→ **Texto**
▼▼▼

O palco e o mundo


Eu, Pádua Fernandes, dei o título de meu primeiro livro a este blogue porque bem representa os temas sobre que pretendo escrever: assuntos da ordem do palco e da ordem do mundo, bem como aqueles que abrem as fronteiras. Como escreveu Murilo Mendes, de um lado temos "as ruas gritando de luzes e movimentos" e, de outro, "as colunas da ordem e da desordem".

quarta-feira, 11 de maio de 2011

Matrimônio igualitário no Brasil? A cruzada no STF II

Em nota anterior, escrevi sobre o reconhecimento das uniões estáveis de casais do mesmo sexo pelo Supremo Tribunal Federal no Brasil, analisando as teses alinhadas pelo advogado da CNBB.
A Associação Eduardo Banks veio unir-se aos esforços da CNBB, com argumentos próprios, também representativos da direita. Deve-se lembrar que a Associação, criada em 2006 com sede no bairro do Andaraí, no Rio de Janeiro, e tem como presidente Waldemar Annunciação Borges de Medeiros, preocupa-se com a legalidade no Brasil. Por esse motivo, sugeriu a alteração da Lei Áurea para que os descendentes dos donos de escravos pudessem ser indenizados.
Eduardo Banks dos Santos Pinheiro questiona o holocausto e impetrou habeas corpus para o criminoso nazista Alois Brunner (afinal não encontrado), que foi denegado, em sua cruzada para que os nazistas "possam viver livremente no Brasil".
Tendo em vista a visão do nazismo sobre a liberdade - e a liberdade sexual -, não seria de estranhar que a Associação estivesse ao lado da CNBB no julgamento pelo STF da questão da união estável.
A Associação Eduardo Banks contou com o jurista Ralph Anzolim para representá-la. O nobre advogado, que era até pouco tempo do PT do Rio de Janeiro, começou a sua fala modestamente comparando-se a Davi (no final, disse que falou demais para o seu tamanho - certamente pensou em Golias).

▲▲▲

→ **Registros de dados**
▼▼▼

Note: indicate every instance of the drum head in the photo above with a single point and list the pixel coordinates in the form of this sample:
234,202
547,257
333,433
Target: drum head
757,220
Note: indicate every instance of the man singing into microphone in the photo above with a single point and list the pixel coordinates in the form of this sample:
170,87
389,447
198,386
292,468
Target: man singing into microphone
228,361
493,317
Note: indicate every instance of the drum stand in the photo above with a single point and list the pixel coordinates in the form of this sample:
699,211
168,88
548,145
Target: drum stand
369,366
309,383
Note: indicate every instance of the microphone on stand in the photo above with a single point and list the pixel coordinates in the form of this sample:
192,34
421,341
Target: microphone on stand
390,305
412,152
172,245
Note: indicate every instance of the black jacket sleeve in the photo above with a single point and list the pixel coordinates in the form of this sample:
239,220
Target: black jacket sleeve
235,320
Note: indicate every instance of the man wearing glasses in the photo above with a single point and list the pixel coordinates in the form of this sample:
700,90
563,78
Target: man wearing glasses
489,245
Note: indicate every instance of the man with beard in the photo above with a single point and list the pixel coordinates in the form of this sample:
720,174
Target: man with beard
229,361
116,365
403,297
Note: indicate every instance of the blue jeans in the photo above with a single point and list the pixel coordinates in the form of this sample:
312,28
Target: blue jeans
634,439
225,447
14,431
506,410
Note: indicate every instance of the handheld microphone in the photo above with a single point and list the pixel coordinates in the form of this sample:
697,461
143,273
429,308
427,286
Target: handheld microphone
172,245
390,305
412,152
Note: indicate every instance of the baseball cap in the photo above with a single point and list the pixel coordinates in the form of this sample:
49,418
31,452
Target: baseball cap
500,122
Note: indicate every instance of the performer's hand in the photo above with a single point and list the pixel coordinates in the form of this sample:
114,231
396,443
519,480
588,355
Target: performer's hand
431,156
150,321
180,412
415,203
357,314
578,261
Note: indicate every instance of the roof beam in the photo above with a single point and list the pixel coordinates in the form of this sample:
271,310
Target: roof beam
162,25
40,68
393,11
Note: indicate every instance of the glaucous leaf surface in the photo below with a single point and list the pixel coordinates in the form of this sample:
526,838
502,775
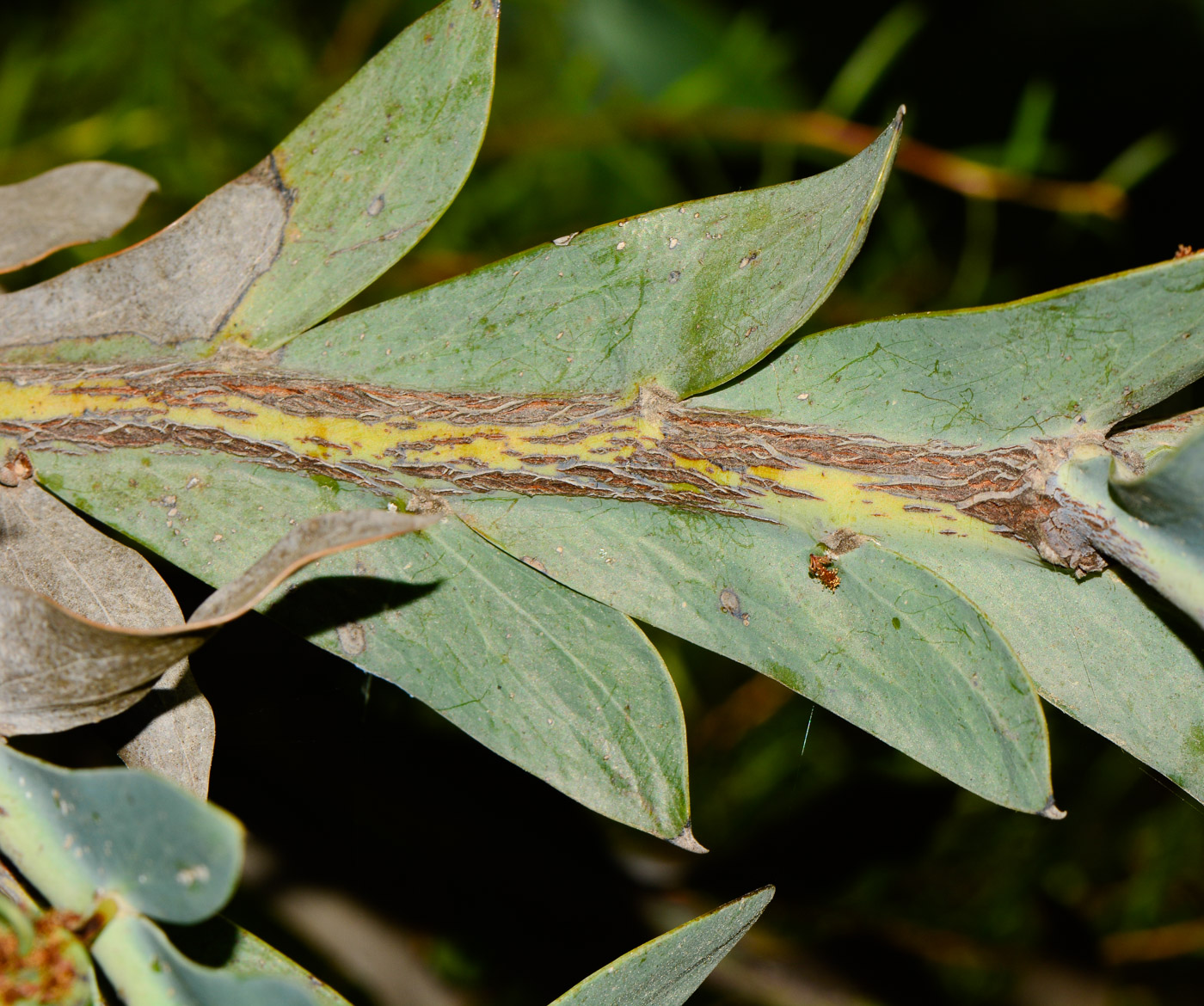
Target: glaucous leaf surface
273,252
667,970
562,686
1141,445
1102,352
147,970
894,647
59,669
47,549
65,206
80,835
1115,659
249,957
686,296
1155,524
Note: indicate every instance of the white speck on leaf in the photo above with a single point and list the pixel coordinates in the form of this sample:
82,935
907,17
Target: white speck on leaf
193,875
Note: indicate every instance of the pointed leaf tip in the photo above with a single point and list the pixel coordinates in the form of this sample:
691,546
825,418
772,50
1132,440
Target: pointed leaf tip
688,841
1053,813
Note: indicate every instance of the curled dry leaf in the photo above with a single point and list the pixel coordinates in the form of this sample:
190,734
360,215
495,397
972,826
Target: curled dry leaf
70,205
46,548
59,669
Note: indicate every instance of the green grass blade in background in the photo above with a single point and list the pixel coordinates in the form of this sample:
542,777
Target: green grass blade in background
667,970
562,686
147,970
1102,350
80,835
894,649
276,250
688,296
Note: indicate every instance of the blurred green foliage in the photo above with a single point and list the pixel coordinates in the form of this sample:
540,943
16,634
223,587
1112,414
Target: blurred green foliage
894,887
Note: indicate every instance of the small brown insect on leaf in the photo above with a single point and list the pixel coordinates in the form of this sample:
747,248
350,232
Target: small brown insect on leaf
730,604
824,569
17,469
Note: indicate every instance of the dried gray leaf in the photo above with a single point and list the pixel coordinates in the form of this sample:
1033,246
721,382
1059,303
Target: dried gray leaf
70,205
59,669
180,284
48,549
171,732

▲▲▲

→ **Exercícios a resolver**
**a)** Reescreva em forma de lista o parágrafo do texto que começa com "A Associação Eduardo Banks veio unir-se" e preserve seus fatos principais.
**b)** Liste todas as organizações (tribunais, entidades e partidos) mencionadas no texto.
Os registros não têm nenhuma relação com o texto.

→ **Respostas corretas**
**a)**
- A Associação Eduardo Banks somou-se aos esforços da CNBB com argumentos próprios, também representativos da direita.
- Foi criada em 2006 e tem sede no bairro do Andaraí, no Rio de Janeiro.
- Seu presidente é Waldemar Annunciação Borges de Medeiros.
- Declara preocupar-se com a legalidade no Brasil e, por isso, sugeriu alterar a Lei Áurea para indenizar os descendentes dos donos de escravos.

**b)**
- Supremo Tribunal Federal (STF)
- CNBB
- Associação Eduardo Banks
- PT